Word Break leetcode

Given a string s and a dictionary of words dict, determine if s can be segmented into a space-separated sequence of one or more dictionary words.

For example, given
s = "leetcode",
dict = ["leet", "code"].

Return true because "leetcode" can be segmented as "leet code".

state: f[i]表示前i个字符是否可以完美切分

function: f[i] = f[j] +(substring[j+1 --> i]是dict中单词)

initial： f[0] = true

return:f[s.length]
假设总共有n个字符串，并且字典是用HashSet来维护，那么总共需要n次迭代，每次迭代需要一个取子串的O(i)操作，然后检测i个子串，而检测是constant操作。所以总的时间复杂度是O(n^2)（i的累加仍然是n^2量级），而空间复杂度则是字符串的数量，即O(n)。

public class Solution {
    public boolean wordBreak(String s, Set<String> wordDict) {
        if (s == null || s.length() == 0) {
            return false;
        }
        boolean[] dp = new boolean[s.length() + 1];
        dp[0] = true;
        for (int i = 1; i <= s.length(); i++) {
            for (int j = 0; j <i; j++) {
                if (dp[j] && wordDict.contains(s.substring(j,i))) {//substring是左闭右开的所以表示j+1 到i字符
                    dp[i] = true;
                    break;
                }
            }
        }
        return dp[s.length()];
        
    }
}
____________________
» **书面任务**
(1) 列出这篇 Word Break 题解在概括动态规划思路时，冒号前使用的全部英文标签名。
(2) 照原样抄写这篇 Word Break 题解中以含有“Word Break leetcode”的文字开头、以“more dictionary words.”结尾的部分。
以下条目用不到。

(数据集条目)
____________________
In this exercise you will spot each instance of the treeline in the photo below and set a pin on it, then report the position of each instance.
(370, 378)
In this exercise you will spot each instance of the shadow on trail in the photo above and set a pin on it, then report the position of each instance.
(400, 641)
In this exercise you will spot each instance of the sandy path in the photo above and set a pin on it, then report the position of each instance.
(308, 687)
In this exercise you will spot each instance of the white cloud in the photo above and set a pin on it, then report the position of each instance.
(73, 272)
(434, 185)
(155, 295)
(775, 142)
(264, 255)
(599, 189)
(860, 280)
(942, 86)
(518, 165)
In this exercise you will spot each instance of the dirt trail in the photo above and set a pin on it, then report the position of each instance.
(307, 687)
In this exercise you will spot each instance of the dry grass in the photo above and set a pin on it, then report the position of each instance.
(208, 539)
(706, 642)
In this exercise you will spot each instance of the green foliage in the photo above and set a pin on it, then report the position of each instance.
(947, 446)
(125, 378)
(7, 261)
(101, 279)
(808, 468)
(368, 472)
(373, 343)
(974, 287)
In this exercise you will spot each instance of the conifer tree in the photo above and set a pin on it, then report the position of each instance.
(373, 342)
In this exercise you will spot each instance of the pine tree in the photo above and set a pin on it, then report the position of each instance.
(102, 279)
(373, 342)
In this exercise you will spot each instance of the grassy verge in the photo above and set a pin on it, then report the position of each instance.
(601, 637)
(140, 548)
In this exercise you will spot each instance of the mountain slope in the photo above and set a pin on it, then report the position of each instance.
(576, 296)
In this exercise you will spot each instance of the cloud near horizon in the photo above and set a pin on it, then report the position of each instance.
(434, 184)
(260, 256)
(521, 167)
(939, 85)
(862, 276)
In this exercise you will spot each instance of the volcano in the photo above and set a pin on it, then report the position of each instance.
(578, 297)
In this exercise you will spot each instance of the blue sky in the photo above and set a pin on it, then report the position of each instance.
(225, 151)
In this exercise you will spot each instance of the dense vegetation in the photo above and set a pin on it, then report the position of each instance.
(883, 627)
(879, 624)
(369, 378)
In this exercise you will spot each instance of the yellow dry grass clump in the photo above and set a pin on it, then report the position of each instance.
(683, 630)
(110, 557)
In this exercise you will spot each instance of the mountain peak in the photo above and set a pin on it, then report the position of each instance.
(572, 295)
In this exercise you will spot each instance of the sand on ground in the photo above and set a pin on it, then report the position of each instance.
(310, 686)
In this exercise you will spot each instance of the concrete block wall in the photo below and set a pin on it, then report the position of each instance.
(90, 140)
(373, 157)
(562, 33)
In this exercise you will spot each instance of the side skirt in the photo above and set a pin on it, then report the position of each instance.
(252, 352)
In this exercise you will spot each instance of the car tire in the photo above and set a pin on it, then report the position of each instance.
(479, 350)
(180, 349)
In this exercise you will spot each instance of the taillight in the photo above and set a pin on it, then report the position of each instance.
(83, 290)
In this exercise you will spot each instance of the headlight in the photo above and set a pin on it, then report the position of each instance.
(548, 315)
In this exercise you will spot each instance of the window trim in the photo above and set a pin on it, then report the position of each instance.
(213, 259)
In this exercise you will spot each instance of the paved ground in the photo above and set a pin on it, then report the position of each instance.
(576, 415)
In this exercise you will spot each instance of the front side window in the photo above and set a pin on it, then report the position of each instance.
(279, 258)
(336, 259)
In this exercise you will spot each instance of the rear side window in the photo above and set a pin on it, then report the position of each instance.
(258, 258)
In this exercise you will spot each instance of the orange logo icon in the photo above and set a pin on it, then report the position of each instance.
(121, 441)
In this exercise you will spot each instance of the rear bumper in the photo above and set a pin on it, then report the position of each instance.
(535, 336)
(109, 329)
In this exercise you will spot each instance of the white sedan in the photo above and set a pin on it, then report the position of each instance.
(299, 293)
____________________
» **最终答案**
(1) state、function、initial、return

(2)
Word Break leetcode

Given a string s and a dictionary of words dict, determine if s can be segmented into a space-separated sequence of one or more dictionary words.